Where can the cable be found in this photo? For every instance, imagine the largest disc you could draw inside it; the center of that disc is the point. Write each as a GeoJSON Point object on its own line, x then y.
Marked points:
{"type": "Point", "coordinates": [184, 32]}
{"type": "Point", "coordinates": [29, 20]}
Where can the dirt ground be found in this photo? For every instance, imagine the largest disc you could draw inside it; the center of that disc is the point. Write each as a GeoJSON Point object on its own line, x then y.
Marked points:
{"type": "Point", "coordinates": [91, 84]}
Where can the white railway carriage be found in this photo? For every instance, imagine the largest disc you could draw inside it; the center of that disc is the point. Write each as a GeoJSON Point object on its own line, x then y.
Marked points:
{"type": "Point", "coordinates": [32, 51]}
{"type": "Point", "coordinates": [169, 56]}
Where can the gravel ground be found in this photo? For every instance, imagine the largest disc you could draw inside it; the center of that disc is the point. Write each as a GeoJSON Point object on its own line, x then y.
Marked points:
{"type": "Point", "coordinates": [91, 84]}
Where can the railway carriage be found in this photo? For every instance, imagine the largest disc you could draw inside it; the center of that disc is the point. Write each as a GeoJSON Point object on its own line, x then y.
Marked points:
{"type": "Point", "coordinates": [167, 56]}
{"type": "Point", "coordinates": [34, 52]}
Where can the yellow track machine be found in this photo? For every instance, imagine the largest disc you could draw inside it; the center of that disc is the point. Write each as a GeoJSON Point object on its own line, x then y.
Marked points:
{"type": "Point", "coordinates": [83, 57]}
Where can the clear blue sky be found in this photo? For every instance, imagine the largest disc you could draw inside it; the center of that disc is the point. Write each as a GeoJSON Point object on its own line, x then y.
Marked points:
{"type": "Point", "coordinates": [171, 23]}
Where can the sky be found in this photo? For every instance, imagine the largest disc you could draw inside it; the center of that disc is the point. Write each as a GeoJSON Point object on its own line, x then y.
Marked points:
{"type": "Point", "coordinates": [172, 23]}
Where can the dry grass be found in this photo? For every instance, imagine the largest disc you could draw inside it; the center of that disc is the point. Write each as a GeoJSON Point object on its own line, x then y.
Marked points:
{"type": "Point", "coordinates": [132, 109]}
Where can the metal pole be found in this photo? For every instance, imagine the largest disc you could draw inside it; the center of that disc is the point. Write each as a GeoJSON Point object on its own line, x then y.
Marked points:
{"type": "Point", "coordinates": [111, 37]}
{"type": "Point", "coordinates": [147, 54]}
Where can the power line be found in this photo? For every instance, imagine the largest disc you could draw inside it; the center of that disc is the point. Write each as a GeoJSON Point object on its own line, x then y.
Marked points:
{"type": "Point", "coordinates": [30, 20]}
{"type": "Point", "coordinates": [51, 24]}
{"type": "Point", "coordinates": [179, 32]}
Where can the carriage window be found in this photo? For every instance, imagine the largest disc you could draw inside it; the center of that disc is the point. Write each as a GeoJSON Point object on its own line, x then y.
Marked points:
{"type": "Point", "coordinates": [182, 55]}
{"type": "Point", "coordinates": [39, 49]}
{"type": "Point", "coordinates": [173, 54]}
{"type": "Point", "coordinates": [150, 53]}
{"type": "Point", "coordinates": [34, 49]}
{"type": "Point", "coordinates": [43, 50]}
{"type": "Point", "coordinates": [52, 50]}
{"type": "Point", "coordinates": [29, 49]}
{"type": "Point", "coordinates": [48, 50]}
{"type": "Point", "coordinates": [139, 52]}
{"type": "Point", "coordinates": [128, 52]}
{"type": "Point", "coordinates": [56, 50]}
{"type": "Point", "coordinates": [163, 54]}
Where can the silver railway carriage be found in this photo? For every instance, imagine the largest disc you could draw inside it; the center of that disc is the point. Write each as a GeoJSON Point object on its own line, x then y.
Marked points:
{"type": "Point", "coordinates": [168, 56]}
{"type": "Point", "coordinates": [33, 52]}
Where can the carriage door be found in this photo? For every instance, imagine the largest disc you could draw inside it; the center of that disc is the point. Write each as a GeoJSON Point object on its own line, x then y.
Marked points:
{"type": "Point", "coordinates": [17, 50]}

Task description – Retype the listing above exactly as it appears.

Response area –
Where can the cable be found in this photo? For every instance, imagine the largest disc you could draw inside it; the center of that disc is the point. Write each as a GeoJSON Point object on its own line, x then y.
Marked points:
{"type": "Point", "coordinates": [184, 32]}
{"type": "Point", "coordinates": [29, 20]}
Where can the dirt ground be found in this photo? For every instance, imagine the largest disc you could draw inside it; the center of that disc is the point. Write each as a GeoJSON Point object on its own line, x then y.
Marked points:
{"type": "Point", "coordinates": [91, 84]}
Where can the white railway carriage be found in this photo? For every instance, imagine the largest disc you could draw inside it; the center of that disc is the point. Write each as a GeoJSON Point object on its own line, x then y.
Marked points:
{"type": "Point", "coordinates": [32, 51]}
{"type": "Point", "coordinates": [169, 56]}
Where can the gravel ground be found in this photo? For every instance, imagine the largest disc you could draw inside it; the center of that disc is the point. Write each as a GeoJSON Point object on its own line, x then y.
Marked points:
{"type": "Point", "coordinates": [91, 84]}
Where can the railway carriage be found in this photo? For every instance, imagine the largest disc you could draw inside it; the center of that disc is the point. Write each as a GeoJSON Point object on its own line, x then y.
Marked points:
{"type": "Point", "coordinates": [167, 56]}
{"type": "Point", "coordinates": [34, 52]}
Where can the yellow track machine be found in this photo? For every instance, imagine the largest disc you could draw inside it; the center of that disc is the point. Write each as a GeoJSON Point object on its own line, x then y.
Marked points:
{"type": "Point", "coordinates": [83, 57]}
Where can the clear blue sky be found in this photo? For every instance, imagine the largest disc you could draw inside it; the center of that disc is the point. Write each as a GeoJSON Point object on its own line, x then y.
Marked points:
{"type": "Point", "coordinates": [171, 23]}
Where can the sky be found in this photo? For every instance, imagine the largest disc you could draw inside it; the center of that disc is the point. Write each as a GeoJSON Point object on its own line, x then y.
Marked points:
{"type": "Point", "coordinates": [172, 23]}
Where can the dry grass be found in this photo? For every instance, imagine the largest disc you could draw inside it; the center of that disc is the point. Write each as a GeoJSON Point object on its own line, x then y.
Marked points:
{"type": "Point", "coordinates": [132, 109]}
Where can the metal pole be found in this photo? For every instance, imagine the largest disc you could draw inside it; the center of that disc is the point. Write each as a GeoJSON Point object on its own line, x then y.
Marked points:
{"type": "Point", "coordinates": [111, 37]}
{"type": "Point", "coordinates": [147, 54]}
Where can the power line be found in this photo? For every instance, imagine the largest disc you could draw inside it; the center of that disc is the point. Write each as a GeoJSON Point object on its own line, x then y.
Marked points:
{"type": "Point", "coordinates": [30, 20]}
{"type": "Point", "coordinates": [51, 24]}
{"type": "Point", "coordinates": [179, 32]}
Where can the carriage window be found in this photo? For every instance, imagine the largest disc you could draw inside it; the center of that disc is the point. Write each as a GeoJSON Point object on its own line, x then y.
Marked points:
{"type": "Point", "coordinates": [182, 55]}
{"type": "Point", "coordinates": [39, 49]}
{"type": "Point", "coordinates": [173, 54]}
{"type": "Point", "coordinates": [150, 53]}
{"type": "Point", "coordinates": [34, 49]}
{"type": "Point", "coordinates": [43, 50]}
{"type": "Point", "coordinates": [52, 50]}
{"type": "Point", "coordinates": [29, 49]}
{"type": "Point", "coordinates": [48, 50]}
{"type": "Point", "coordinates": [139, 52]}
{"type": "Point", "coordinates": [128, 52]}
{"type": "Point", "coordinates": [56, 50]}
{"type": "Point", "coordinates": [163, 54]}
Where can the silver railway carriage be found in this photo? For every instance, imagine the largest disc you could draw inside it; the center of that disc is the point. Write each as a GeoJSON Point object on its own line, x then y.
Marked points:
{"type": "Point", "coordinates": [168, 56]}
{"type": "Point", "coordinates": [33, 52]}
Where can the carriage door be found in this photo? For every instance, imagine the largest disc you could draw inside it; the center of that disc is the point. Write each as a GeoJSON Point object on its own line, x then y.
Marked points:
{"type": "Point", "coordinates": [17, 50]}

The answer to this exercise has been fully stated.